== Records to process ==

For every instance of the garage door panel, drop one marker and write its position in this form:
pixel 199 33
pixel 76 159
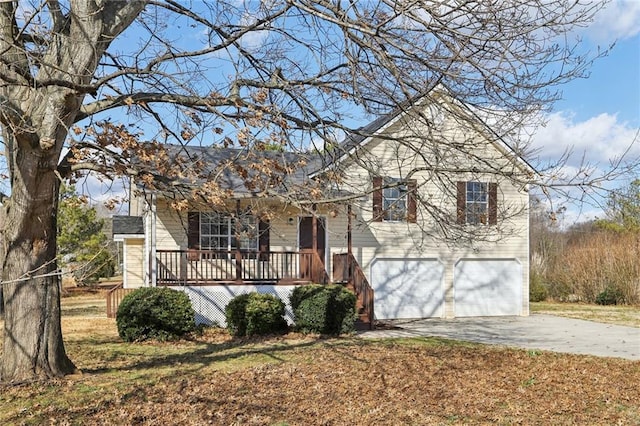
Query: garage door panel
pixel 407 288
pixel 487 287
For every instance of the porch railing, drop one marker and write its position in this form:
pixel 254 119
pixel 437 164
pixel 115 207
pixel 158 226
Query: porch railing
pixel 347 270
pixel 202 267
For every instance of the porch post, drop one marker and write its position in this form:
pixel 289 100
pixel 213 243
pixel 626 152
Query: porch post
pixel 349 228
pixel 314 245
pixel 314 230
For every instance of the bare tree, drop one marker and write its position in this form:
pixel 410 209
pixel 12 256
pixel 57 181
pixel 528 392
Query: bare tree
pixel 243 74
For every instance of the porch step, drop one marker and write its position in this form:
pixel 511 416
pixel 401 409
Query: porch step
pixel 361 325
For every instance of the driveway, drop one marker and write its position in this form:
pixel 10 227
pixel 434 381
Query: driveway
pixel 537 331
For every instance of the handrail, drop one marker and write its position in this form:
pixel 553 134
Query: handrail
pixel 347 269
pixel 203 267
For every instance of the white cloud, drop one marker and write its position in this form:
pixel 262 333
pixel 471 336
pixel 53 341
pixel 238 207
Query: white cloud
pixel 599 139
pixel 618 20
pixel 596 142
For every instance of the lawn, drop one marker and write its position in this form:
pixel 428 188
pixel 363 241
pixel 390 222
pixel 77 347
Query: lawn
pixel 621 315
pixel 298 380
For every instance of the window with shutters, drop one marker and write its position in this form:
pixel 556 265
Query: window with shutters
pixel 219 231
pixel 477 203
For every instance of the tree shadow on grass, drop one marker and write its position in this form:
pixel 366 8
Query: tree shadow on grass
pixel 203 354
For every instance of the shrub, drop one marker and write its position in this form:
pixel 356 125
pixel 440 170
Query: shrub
pixel 155 313
pixel 255 314
pixel 236 315
pixel 610 296
pixel 537 289
pixel 324 309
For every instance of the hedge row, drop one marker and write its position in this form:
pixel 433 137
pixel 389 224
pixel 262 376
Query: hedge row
pixel 161 313
pixel 323 309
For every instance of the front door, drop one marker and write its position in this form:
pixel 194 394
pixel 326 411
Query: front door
pixel 305 242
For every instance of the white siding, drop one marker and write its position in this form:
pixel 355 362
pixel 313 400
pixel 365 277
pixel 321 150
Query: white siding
pixel 133 253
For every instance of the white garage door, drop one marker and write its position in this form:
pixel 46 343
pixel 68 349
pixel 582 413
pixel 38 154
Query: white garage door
pixel 484 287
pixel 407 288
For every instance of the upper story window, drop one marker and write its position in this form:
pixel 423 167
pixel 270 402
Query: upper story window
pixel 477 203
pixel 477 208
pixel 394 200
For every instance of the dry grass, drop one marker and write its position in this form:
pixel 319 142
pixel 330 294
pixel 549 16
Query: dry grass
pixel 620 315
pixel 298 380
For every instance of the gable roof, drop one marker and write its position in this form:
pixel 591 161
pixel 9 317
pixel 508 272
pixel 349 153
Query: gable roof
pixel 127 225
pixel 365 134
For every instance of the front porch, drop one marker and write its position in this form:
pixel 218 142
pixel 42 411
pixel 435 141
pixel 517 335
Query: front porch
pixel 217 267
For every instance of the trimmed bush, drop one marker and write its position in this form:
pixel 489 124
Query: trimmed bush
pixel 158 313
pixel 324 309
pixel 610 296
pixel 255 314
pixel 236 315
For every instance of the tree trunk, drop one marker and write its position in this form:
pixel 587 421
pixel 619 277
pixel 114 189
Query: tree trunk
pixel 33 346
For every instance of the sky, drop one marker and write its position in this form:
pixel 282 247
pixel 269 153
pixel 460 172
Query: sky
pixel 599 117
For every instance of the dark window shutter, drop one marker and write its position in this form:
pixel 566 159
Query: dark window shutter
pixel 377 199
pixel 493 203
pixel 412 205
pixel 461 203
pixel 193 230
pixel 263 239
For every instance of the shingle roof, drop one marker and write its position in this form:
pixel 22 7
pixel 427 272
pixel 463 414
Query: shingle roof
pixel 127 225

===

» **Task to carry out**
Restate the entries verbatim and exclude any pictures.

» **Answer below**
For every instance of the garage door panel, drop one marker and write its position in this form:
pixel 199 33
pixel 76 159
Query: garage door panel
pixel 407 288
pixel 487 287
For every instance of the porch railing, drop one marker and write its position in this form:
pixel 254 119
pixel 437 164
pixel 115 207
pixel 158 226
Query: porch railing
pixel 347 270
pixel 202 267
For every instance of the porch post, drop one marker and write its position in this form:
pixel 289 100
pixel 213 243
pixel 626 152
Query: porch post
pixel 349 228
pixel 314 245
pixel 314 230
For every instance of the bare tree, drop one marker and write its position in this form:
pixel 410 209
pixel 12 256
pixel 57 181
pixel 528 392
Query: bare tree
pixel 243 74
For every instance of the porch step, drop one marker and write its position in this form:
pixel 511 416
pixel 401 409
Query: porch step
pixel 361 325
For every instance of the driveway, drop one marker and write its position in this form:
pixel 10 227
pixel 434 381
Query: driveway
pixel 537 331
For every instance of the handrail, drop one marker and write its position in this form:
pixel 553 134
Query: handrail
pixel 347 269
pixel 203 267
For every instance of the white cloud, drop one marker and write its position in this form:
pixel 262 333
pixel 471 336
pixel 53 341
pixel 238 207
Query: white cloud
pixel 599 139
pixel 618 20
pixel 596 142
For every instance of the lawn, drop one marker and write its position in this form:
pixel 428 188
pixel 363 241
pixel 390 222
pixel 77 347
Query: lawn
pixel 621 315
pixel 298 380
For every instance of the window with shutters, drop one marker and write its position in this form:
pixel 556 265
Query: window with shutters
pixel 219 231
pixel 477 203
For every instance of the tree shadow on grass, drop one marker and write its position in this form:
pixel 366 8
Query: tree shadow on grass
pixel 203 354
For every instance of the shrub, drop one marker and write its position in this form:
pixel 356 125
pixel 440 170
Query: shrub
pixel 155 313
pixel 255 314
pixel 236 315
pixel 610 296
pixel 537 289
pixel 324 309
For every instance of the hedge row, drop one marker and write its position in this form:
pixel 433 137
pixel 389 224
pixel 262 376
Query: hedge row
pixel 161 313
pixel 323 309
For every instance of the front door, drop one marker and write its position in this form:
pixel 194 394
pixel 326 411
Query: front door
pixel 305 242
For every instance of the white siding, drop one marker and write its position in this form:
pixel 355 362
pixel 313 400
pixel 365 277
pixel 321 150
Query: white siding
pixel 133 253
For every instance of the white garage door, drop one marker and write its position in this form:
pixel 46 343
pixel 68 349
pixel 582 413
pixel 38 154
Query: white garage door
pixel 484 287
pixel 407 288
For every instance of the upper story window, drop one marker and write its position in this form:
pixel 423 167
pixel 270 402
Query: upper story window
pixel 477 203
pixel 477 208
pixel 394 200
For every instance of the dry grass, drop one marker and write its position in this form:
pixel 319 142
pixel 330 294
pixel 549 16
Query: dry grass
pixel 620 315
pixel 298 380
For every instance of the gable roof, drop one marker and write its position in this form:
pixel 591 161
pixel 9 317
pixel 508 272
pixel 349 153
Query: gable roof
pixel 127 225
pixel 365 134
For every instance of the front porch, drop one marker and write its position in this form:
pixel 218 142
pixel 42 411
pixel 435 141
pixel 517 335
Query: front porch
pixel 217 267
For every instance of the trimmed bush, drop one marker and write its position in this form:
pixel 489 124
Query: trimmed bush
pixel 158 313
pixel 324 309
pixel 610 296
pixel 255 314
pixel 236 315
For every instance of the tree trunk, drop one marker and write its position in this form:
pixel 587 421
pixel 619 277
pixel 114 189
Query: tree trunk
pixel 33 346
For every instance of the sky, drop one marker and write its position in this form:
pixel 282 247
pixel 269 153
pixel 460 172
Query: sky
pixel 599 117
For every instance of the dark window shutter, drop one marker and write its position in this form:
pixel 566 159
Query: dark window shutter
pixel 377 199
pixel 493 203
pixel 412 205
pixel 461 203
pixel 193 230
pixel 263 239
For every instance of the shingle roof, drop one marker and write its position in this form:
pixel 22 7
pixel 427 272
pixel 463 414
Query: shingle roof
pixel 127 225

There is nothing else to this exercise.